▸ Written instruction: Please reproduce, unchanged and without the pictures, every line of the records from the line holding "TARGET: the blurred grass blade" through the end of the records, both ends included.

= = =

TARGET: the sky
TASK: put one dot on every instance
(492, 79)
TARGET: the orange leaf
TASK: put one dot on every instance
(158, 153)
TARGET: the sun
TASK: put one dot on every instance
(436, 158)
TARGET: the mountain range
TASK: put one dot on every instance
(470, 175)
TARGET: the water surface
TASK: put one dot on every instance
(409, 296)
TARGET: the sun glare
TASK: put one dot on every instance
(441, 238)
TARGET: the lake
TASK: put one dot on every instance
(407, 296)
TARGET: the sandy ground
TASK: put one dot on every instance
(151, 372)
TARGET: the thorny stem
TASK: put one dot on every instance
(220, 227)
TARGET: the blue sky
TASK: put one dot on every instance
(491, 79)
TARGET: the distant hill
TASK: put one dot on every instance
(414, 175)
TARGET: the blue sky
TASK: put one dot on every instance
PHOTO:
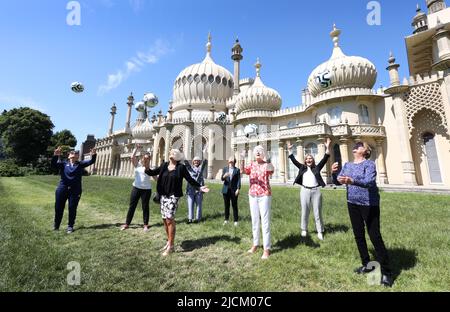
(137, 46)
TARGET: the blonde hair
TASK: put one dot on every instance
(261, 150)
(368, 149)
(177, 155)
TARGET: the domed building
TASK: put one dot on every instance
(215, 114)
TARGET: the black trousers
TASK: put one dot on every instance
(137, 194)
(62, 194)
(361, 216)
(231, 197)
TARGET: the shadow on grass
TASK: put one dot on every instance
(293, 241)
(335, 228)
(216, 216)
(100, 226)
(400, 259)
(191, 245)
(204, 218)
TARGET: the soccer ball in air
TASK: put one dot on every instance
(140, 107)
(150, 100)
(77, 87)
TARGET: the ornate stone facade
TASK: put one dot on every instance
(406, 124)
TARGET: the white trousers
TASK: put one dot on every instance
(312, 198)
(260, 208)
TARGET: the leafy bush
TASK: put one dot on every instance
(8, 168)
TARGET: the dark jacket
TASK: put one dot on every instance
(181, 172)
(234, 184)
(71, 175)
(197, 175)
(316, 170)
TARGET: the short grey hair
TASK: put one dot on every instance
(177, 154)
(261, 150)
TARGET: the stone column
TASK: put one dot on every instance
(210, 153)
(344, 149)
(249, 150)
(188, 143)
(300, 151)
(236, 154)
(111, 122)
(282, 161)
(382, 173)
(130, 103)
(321, 150)
(409, 172)
(167, 146)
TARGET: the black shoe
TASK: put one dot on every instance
(386, 280)
(363, 270)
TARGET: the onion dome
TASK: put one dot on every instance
(342, 72)
(203, 86)
(258, 97)
(143, 131)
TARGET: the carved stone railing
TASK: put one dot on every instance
(315, 130)
(367, 130)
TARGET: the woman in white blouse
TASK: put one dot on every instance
(311, 181)
(142, 189)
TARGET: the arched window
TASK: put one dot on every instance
(337, 154)
(335, 115)
(292, 124)
(177, 143)
(292, 169)
(311, 149)
(432, 157)
(315, 119)
(363, 115)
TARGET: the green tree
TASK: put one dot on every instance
(64, 139)
(26, 134)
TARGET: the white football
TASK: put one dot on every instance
(150, 100)
(250, 130)
(77, 87)
(140, 107)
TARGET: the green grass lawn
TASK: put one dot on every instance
(210, 256)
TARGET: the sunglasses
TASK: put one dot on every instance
(358, 145)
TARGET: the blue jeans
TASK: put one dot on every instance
(195, 198)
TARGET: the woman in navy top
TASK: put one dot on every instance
(69, 187)
(363, 201)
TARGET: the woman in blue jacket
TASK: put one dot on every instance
(69, 187)
(363, 201)
(311, 181)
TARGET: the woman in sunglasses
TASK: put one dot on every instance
(363, 201)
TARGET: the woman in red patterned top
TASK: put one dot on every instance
(260, 197)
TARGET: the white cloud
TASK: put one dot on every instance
(137, 5)
(19, 101)
(135, 64)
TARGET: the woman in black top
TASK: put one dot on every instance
(311, 181)
(170, 189)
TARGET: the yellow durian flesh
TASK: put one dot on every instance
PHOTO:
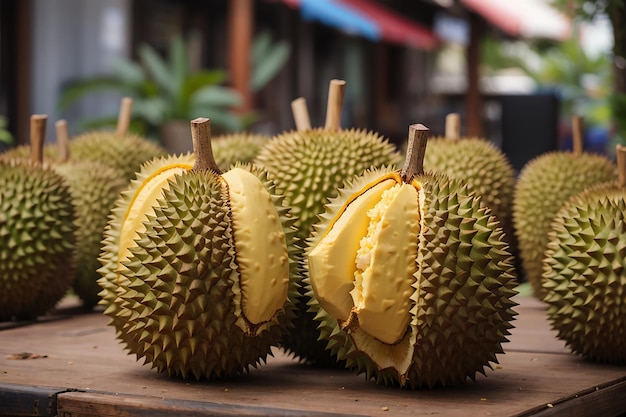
(260, 247)
(142, 205)
(350, 269)
(333, 259)
(386, 264)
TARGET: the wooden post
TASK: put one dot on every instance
(473, 97)
(240, 30)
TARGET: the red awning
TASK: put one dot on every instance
(523, 18)
(395, 27)
(368, 18)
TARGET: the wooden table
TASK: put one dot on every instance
(84, 371)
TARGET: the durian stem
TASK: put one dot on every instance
(63, 140)
(414, 162)
(301, 114)
(577, 135)
(37, 137)
(124, 116)
(201, 136)
(336, 92)
(620, 152)
(453, 126)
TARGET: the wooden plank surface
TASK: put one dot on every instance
(537, 374)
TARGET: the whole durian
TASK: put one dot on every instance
(36, 233)
(543, 186)
(584, 271)
(309, 165)
(120, 150)
(237, 147)
(479, 163)
(94, 188)
(200, 271)
(411, 276)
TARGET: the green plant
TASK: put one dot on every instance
(5, 136)
(167, 89)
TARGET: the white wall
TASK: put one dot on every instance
(75, 38)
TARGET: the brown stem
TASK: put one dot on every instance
(37, 137)
(620, 152)
(336, 92)
(453, 126)
(301, 114)
(414, 162)
(124, 116)
(201, 136)
(577, 135)
(63, 140)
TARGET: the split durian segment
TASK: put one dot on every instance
(435, 315)
(584, 274)
(190, 280)
(543, 186)
(37, 239)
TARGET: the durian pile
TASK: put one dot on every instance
(584, 270)
(200, 268)
(411, 275)
(309, 165)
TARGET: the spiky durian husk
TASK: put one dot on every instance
(584, 275)
(237, 147)
(308, 167)
(110, 245)
(463, 305)
(174, 303)
(543, 186)
(95, 188)
(36, 239)
(124, 153)
(481, 165)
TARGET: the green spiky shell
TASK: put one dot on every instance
(584, 276)
(22, 152)
(174, 304)
(463, 305)
(109, 281)
(124, 153)
(308, 167)
(36, 239)
(543, 186)
(94, 187)
(237, 147)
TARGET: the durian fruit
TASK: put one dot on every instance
(308, 166)
(200, 270)
(120, 150)
(484, 167)
(36, 233)
(411, 276)
(94, 188)
(543, 186)
(242, 147)
(584, 271)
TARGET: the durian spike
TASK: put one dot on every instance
(453, 126)
(577, 135)
(301, 114)
(63, 140)
(37, 137)
(620, 152)
(201, 136)
(414, 162)
(336, 92)
(124, 116)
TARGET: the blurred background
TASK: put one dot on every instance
(515, 70)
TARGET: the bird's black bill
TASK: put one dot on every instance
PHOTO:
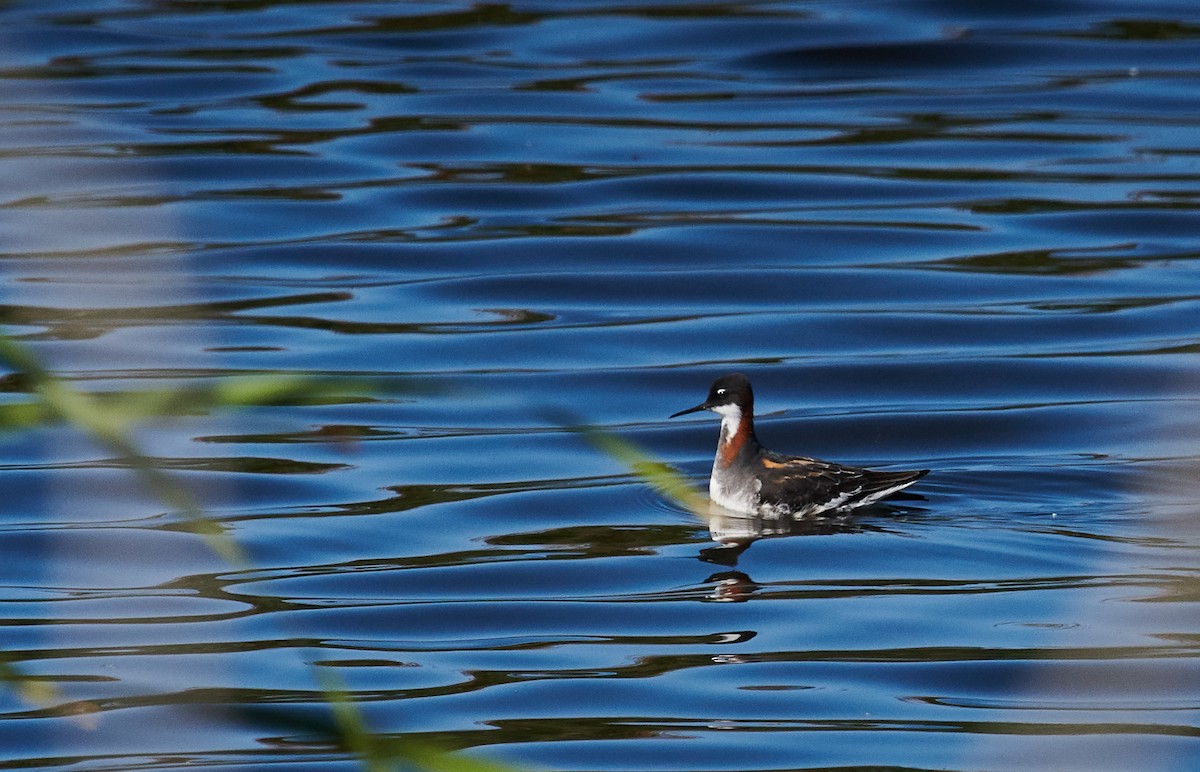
(702, 406)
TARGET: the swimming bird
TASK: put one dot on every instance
(750, 479)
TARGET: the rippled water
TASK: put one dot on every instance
(935, 234)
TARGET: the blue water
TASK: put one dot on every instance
(960, 237)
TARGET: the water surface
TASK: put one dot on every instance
(933, 235)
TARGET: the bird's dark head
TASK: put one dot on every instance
(727, 393)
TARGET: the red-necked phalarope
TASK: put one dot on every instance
(748, 478)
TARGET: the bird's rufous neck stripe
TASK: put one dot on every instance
(732, 446)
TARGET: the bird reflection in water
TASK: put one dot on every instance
(735, 533)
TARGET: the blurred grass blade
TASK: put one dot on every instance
(379, 753)
(661, 477)
(108, 428)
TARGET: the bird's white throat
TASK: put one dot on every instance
(731, 419)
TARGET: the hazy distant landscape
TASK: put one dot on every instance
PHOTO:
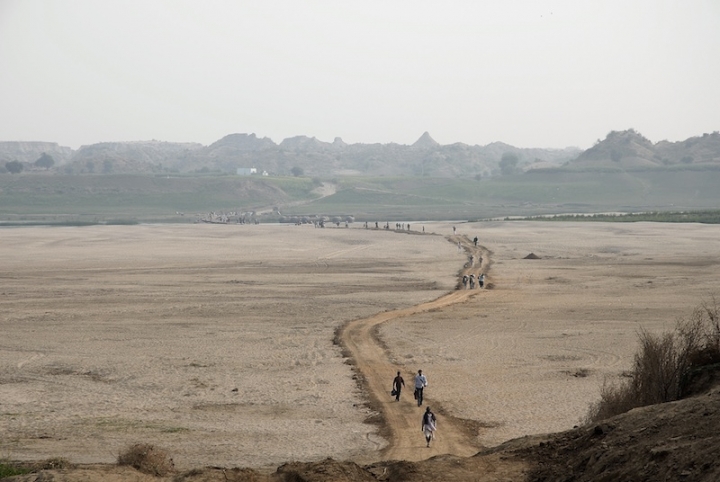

= = =

▸ Response for this exercise:
TARGET: the blurred grass blade
TASK: put one dot on every instance
(379, 753)
(661, 477)
(108, 428)
TARGET: the bird's white throat
TASK: put one dot on every instance
(731, 419)
TARGET: the hazy distant landscape
TASK: put one dot on every instance
PHOTO:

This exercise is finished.